_Verilen metin_.
-=-=-

ABD’nin Uluslararası Sistem Üzerindeki Etkisi ve BM’de Üyeliğinin Tartışılması: Hukuki ve Politik Perspektifler
Amerika Birleşik Devletleri (ABD), 20. yüzyıldan itibaren uluslararası sistemde hegemon güç olarak konumlanmıştır. Bu konum, ekonomik, askeri ve politik alanlarda geniş etki alanı yaratmıştır (Walt, 2018). ABD’nin dünya siyasetine müdahaleleri, özellikle askeri ve ekonomik yaptırımlar yoluyla yürütülen stratejilerle öne çıkmaktadır. Modern dönemde ABD’nin Savunma Bakanlığı’nı “Savaş Bakanlığı” olarak adlandırmak, bu yaklaşımın sembolik bir göstergesi olarak değerlendirilebilir. Bu durum, ABD’nin dış politikasında agresif ve müdahaleci bir tutum sergilediğinin altını çizmektedir.
ABD’nin uluslararası alandaki müdahaleleri, yalnızca askeri eylemlerle sınırlı kalmamış, aynı zamanda ekonomik ambargo ve yaptırımlar yoluyla diğer devletleri politik olarak dizginleme stratejisini de içermiştir (Ferguson, 2020). Bu yaklaşım, özellikle gelişmekte olan ülkelerde ve BRICS ülkeleriyle ilişkilerde ciddi gerilimler yaratmıştır. ABD’nin küresel ekonomi üzerindeki etkisi, diğer devletler arasında rekabeti ve güvenlik kaygılarını artırmaktadır.

-=-=-

_Veriler_.

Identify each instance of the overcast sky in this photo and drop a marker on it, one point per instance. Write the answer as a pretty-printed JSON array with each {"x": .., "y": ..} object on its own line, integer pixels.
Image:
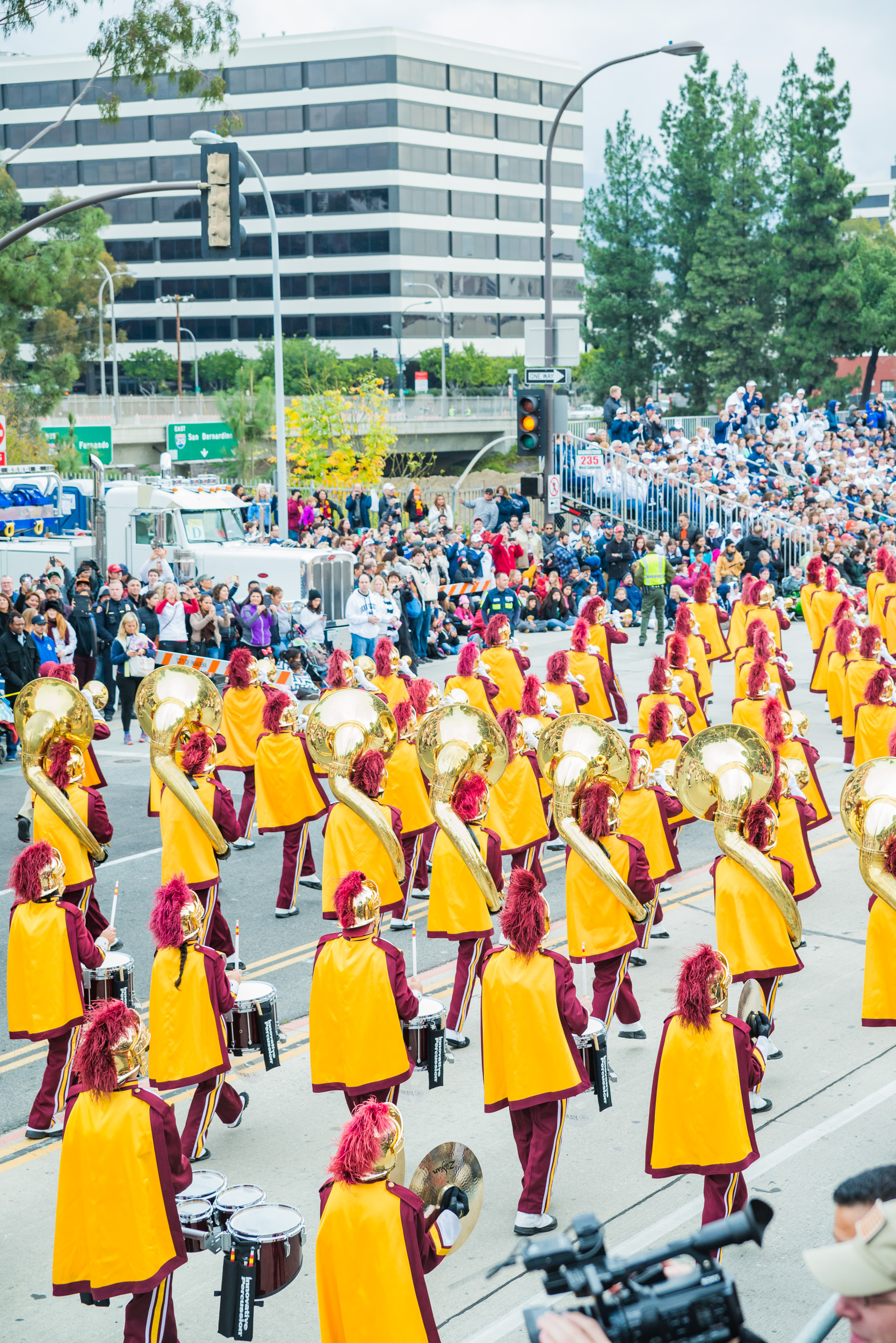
[{"x": 761, "y": 35}]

-=-=-

_Verilen görev A_.
ABD'nin dış politikası üzerine metne göre şu soruları cevapla:
(i) ABD, 20. yüzyıldan beri uluslararası sistemde hangi güç olarak yer almıştır?
(ii) Savunma Bakanlığı'na hangi adı vermek, bu yaklaşımın sembolik bir göstergesi sayılabilir?
(iii) Bu yaklaşım, hangi ülkelerle ilişkilerde ciddi gerilimler yaratmıştır?
_Verilen görev B_. ABD'nin dış politikası üzerine metni kaldığı yerden sürdür.

_Son cevap A_.
(i) Hegemon güç olarak.
(ii) "Savaş Bakanlığı" adını vermek.
(iii) Gelişmekte olan ülkelerle ve BRICS ülkeleriyle ilişkilerde.

_Son cevap B_.
Günümüzde ABD, askeri üstünlüğü ve ekonomik gücü ile kendisini uluslararası normların üzerinde konumlandırma eğilimindedir. Ancak bu durum, uluslararası toplumun tepkisini de beraberinde getirmiştir. Uluslararası hukuk çerçevesinde devletlerin egemenliğine müdahale, BM Antlaşması’na aykırı olarak değerlendirilmektedir (UN, 1945). ABD’nin müdahaleci politikaları, dünya kamuoyunda olumsuz algılanmakta ve uluslararası meşruiyetini zayıflatmaktadır.
Bu makale, ABD’nin uluslararası sistemdeki rolünü, askeri ve ekonomik müdahalelerini, uluslararası toplum üzerindeki etkilerini ve BM çerçevesinde üyeliğinin askıya alınmasının hukuki ve politik gerekçelerini analiz etmeyi amaçlamaktadır. Çalışma, öncelikle ABD’nin müdahale politikalarını ve küresel tecrit süreçlerini tartışacak, ardından uluslararası hukuki ve politik çözüm önerilerini sunacaktır.
ABD’nin Müdahaleci Dış Politikası ve Ekonomik Ambargoları
ABD’nin dış politikası, tarihsel olarak müdahaleci bir karaktere sahiptir. Soğuk Savaş döneminden bu yana uygulanan askeri operasyonlar, küresel güç projeksiyonu açısından bir araç olarak kullanılmaktadır (Gaddis, 2005). ABD’nin Savunma Bakanlığı’nın “Savaş Bakanlığı” olarak adlandırılması, bu stratejinin sembolik bir yansımasıdır.
Ekonomik ambargolar ve yaptırımlar, ABD’nin uluslararası sistemdeki etkisini artıran temel araçlardandır. İran, Venezuela ve Kuzey Kore gibi ülkeler üzerinde uygulanan yaptırımlar, ABD’nin kendi politik hedeflerini dayatma stratejisinin........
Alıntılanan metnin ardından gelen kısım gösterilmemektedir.